> **Task**
Apart from the pictures, which must be omitted, restate the data exactly.

Dataset entries

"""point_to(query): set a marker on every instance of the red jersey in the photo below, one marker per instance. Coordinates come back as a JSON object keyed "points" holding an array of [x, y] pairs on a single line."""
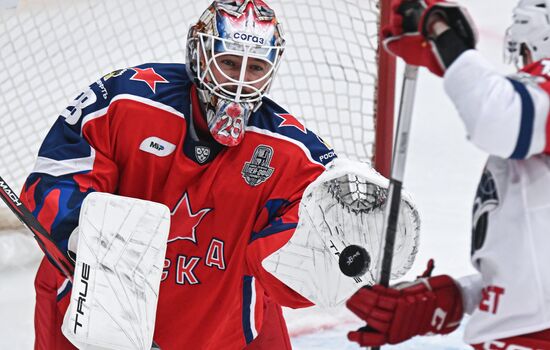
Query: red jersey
{"points": [[131, 134]]}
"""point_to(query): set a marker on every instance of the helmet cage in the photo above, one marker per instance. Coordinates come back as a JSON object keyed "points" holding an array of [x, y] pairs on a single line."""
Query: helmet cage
{"points": [[235, 87], [531, 28]]}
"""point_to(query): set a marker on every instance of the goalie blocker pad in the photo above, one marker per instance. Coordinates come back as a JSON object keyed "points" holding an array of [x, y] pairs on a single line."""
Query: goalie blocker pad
{"points": [[343, 206], [120, 254]]}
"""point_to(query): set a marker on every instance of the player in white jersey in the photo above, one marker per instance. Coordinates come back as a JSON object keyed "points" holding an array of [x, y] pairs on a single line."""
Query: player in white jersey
{"points": [[509, 299]]}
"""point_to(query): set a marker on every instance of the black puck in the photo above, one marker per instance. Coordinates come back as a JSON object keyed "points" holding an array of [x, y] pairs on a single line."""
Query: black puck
{"points": [[354, 261]]}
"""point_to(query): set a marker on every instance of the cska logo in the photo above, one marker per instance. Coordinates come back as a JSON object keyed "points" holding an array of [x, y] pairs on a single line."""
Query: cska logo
{"points": [[185, 221]]}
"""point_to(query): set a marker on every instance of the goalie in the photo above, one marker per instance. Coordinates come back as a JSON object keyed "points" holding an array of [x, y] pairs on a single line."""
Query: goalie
{"points": [[230, 165], [507, 116]]}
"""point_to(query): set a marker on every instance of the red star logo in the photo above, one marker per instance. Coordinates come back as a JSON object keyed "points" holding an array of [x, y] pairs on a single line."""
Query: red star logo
{"points": [[148, 76], [290, 120], [185, 221]]}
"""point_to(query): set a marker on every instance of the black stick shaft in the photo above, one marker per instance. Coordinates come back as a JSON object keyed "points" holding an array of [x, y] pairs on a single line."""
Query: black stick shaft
{"points": [[42, 236], [391, 214]]}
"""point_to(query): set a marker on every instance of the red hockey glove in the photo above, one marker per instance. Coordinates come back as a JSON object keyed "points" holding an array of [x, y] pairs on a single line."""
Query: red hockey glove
{"points": [[393, 315], [409, 35]]}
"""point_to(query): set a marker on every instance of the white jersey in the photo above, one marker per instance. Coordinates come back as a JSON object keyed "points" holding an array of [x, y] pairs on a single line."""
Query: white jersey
{"points": [[511, 236]]}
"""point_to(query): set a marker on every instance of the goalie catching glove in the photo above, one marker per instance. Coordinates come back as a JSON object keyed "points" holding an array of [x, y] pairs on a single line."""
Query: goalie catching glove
{"points": [[429, 305], [410, 33]]}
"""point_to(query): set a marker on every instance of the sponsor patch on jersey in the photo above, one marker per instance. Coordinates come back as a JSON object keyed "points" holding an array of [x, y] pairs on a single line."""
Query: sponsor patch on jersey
{"points": [[202, 153], [487, 200], [290, 120], [157, 146], [257, 170], [114, 74]]}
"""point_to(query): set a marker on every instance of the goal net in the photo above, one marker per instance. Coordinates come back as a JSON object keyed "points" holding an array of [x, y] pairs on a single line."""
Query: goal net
{"points": [[52, 49]]}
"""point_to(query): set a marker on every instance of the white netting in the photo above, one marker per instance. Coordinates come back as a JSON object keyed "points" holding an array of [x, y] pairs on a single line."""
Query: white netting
{"points": [[51, 49]]}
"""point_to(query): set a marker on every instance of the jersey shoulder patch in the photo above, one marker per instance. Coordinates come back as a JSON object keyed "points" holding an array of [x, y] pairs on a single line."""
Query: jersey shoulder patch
{"points": [[274, 120]]}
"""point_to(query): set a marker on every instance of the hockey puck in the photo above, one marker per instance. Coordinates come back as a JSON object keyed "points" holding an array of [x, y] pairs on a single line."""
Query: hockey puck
{"points": [[354, 261]]}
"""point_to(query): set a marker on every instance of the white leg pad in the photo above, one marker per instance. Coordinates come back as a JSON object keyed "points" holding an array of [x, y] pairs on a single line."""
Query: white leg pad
{"points": [[120, 255]]}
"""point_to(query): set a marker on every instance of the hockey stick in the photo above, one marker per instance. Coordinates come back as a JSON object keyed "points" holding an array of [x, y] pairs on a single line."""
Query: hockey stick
{"points": [[49, 247], [391, 213]]}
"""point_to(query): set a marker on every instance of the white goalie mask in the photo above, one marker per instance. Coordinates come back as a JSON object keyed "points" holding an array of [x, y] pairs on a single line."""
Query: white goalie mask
{"points": [[233, 52], [531, 28]]}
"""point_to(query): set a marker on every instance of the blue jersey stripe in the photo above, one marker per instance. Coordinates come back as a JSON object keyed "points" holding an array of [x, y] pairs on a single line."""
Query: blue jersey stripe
{"points": [[271, 230], [64, 292], [527, 121], [247, 308]]}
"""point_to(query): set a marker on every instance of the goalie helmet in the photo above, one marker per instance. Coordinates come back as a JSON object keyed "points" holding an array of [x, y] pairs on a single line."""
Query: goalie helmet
{"points": [[530, 30], [233, 52]]}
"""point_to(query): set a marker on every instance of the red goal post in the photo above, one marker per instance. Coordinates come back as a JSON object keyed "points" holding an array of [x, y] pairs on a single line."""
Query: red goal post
{"points": [[333, 76]]}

> **Exercise result**
"""point_to(query): set a marker on every instance of the red jersey in the photo below, one marker per instance. Coordinates come back as a JSON object keyed "points" holding an array of [x, y] pairs on a single line."""
Query: red jersey
{"points": [[131, 134]]}
"""point_to(query): set a marker on every instance of the helmet cage in the photo above, one marker per instance. Coordinates come back as a JSON object keyed "points" holding an array of [x, y] pairs on a single line."""
Query: helmet cage
{"points": [[235, 87], [531, 28]]}
"""point_to(query): set a marker on every instance of the goalie blocker pad in the photo above, one marker per instance. Coordinates come back as a JSON object keyed "points" holding an array of [x, y] pairs on a single line."""
Query: goalie blocker pad
{"points": [[343, 206], [120, 254]]}
"""point_to(query): set a marker on every instance of the player in white jersey in the photo above, one marker per instance. Coordinates come back as a JSON object keyed "points" holding an array of [x, y] pairs on a single line."""
Query: player in white jersey
{"points": [[509, 299]]}
"""point_to(query): set a marker on every instance of the black puck in the photo above, one marker per instance. Coordinates come back as a JSON object keyed "points" holding an array of [x, y] pairs on a single line."""
Query: black puck
{"points": [[354, 261]]}
"""point_to(query): set a marker on every instance of the cska logo in the photo above, one marker per instance. Coordinates come back as a JSON object keyed "points" holding an array of [x, y] pairs on a single line."""
Query: cska logo
{"points": [[185, 221]]}
"""point_to(query): set a marker on every instance of the goalie in the photo above, one marker per instance. Coordinates come back as a JSON object keyed "points" holding an array of [x, y] pairs on a single line."""
Query: goalie
{"points": [[230, 165], [507, 116]]}
"""point_to(query): set a marker on every instance of the red star logo in the photo above, one marker per instance. Coordinates come back as a JSON object keyed "points" holding an array of [x, y] pairs on a single line."""
Query: red star logo
{"points": [[148, 76], [290, 120], [185, 221]]}
"""point_to(query): set a marker on every instance of the black stick shaft in the photo above, one marker per instance. Coordinates come back as a JSON object keyed "points" holding an array of [x, y] pairs on a single line."""
Query: black stick shaft
{"points": [[42, 236], [391, 214]]}
"""point_to(query): set a marker on every instance of the red hockey glove in the photo above, one marker per instance. Coordinates come back as a JSON object keyed "points" holding an array of [x, y] pairs on a single line."""
Query: red hockey glove
{"points": [[393, 315], [409, 35]]}
"""point_to(query): set a marker on every instance of the white jersey in the photo above, one marker per instance. Coordinates come back as a JSON object keyed "points" holding an array of [x, y] pairs on a single line."""
Query: white jersey
{"points": [[511, 236]]}
"""point_to(query): set a marker on every instance of the goalie catching glove in the photo above, one marker per instance. Coordinates come back as a JSON object keyed "points" holding an array of [x, y] pairs on a single line."""
Query: goalie catching glove
{"points": [[429, 305], [410, 33]]}
"""point_to(query): set a marker on every instance of the sponsor patch on jersey in the photo above, one marker per instance. Coordinates come back as a JSON object keyed "points" holding an array of [x, y] pairs on a single line."""
Query: sponsor patch on jersey
{"points": [[202, 153], [487, 200], [290, 120], [157, 146], [257, 170], [114, 74]]}
"""point_to(query): set a marker on every instance of the goal net in the photo above, one marker per instance. Coordinates come back as a JSON object keyed "points" holding an array of [x, y] pairs on a single line."""
Query: goal net
{"points": [[52, 49]]}
"""point_to(query): set a marker on every instance of the white netting in the photo above, one marker per instance. Coordinates come back as a JSON object keyed "points" holding an array of [x, y] pairs on a single line."""
Query: white netting
{"points": [[51, 49]]}
"""point_to(query): set a marker on every instance of the jersey shoulder patch in the photo above, one marker per instance. Coordinates come back as a JSON object keyed "points" holding an array of [x, y] pairs on a single line."""
Query: jersey shoulder patch
{"points": [[274, 120]]}
"""point_to(query): set a marker on every instance of the hockey puck in the photo above, one marker per instance. Coordinates come back as a JSON object keyed "points" holding an array of [x, y] pairs on a single line."""
Query: hockey puck
{"points": [[354, 261]]}
"""point_to(query): set a marker on every instance of the white leg pad in the photo above, one marker per instance. Coordinates come back as a JSON object keyed "points" holding an array of [x, y] pairs on a single line."""
Query: white leg pad
{"points": [[120, 255]]}
"""point_to(query): set a marker on every instance of the hockey stick in the photo above, one marker per instance. Coordinates come back as a JSON object keyed "points" holding an array of [x, y] pairs on a single line."""
Query: hockey stick
{"points": [[49, 247], [391, 213]]}
"""point_to(query): set a marker on every instance of the white goalie mask in the photo above, one marker per instance. Coordinates come back as a JSON object keyed "points" holding an array of [x, y] pairs on a single line."""
Query: white goalie mask
{"points": [[233, 52], [531, 28]]}
"""point_to(query): set a marker on every instance of the blue jersey stripe in the photo above, one marker per instance. Coordinates come back as a JSON object keyed "points" holding an array of [x, y] pairs on a single line."""
Query: blue jersey stripe
{"points": [[271, 230], [64, 292], [527, 121], [247, 308]]}
"""point_to(query): set a marker on every instance of the goalie helmet in the photo above, one marker per instance. Coordinates come back as a JSON object keyed "points" holding an array of [x, y] pairs on a single line."""
Query: goalie helmet
{"points": [[530, 30], [233, 52]]}
"""point_to(query): set a marker on every instance of the red goal post in the photo above, one marker per instance. Coordinates come back as a JSON object keyed "points" holding an array of [x, y] pairs on a single line."""
Query: red goal post
{"points": [[333, 76]]}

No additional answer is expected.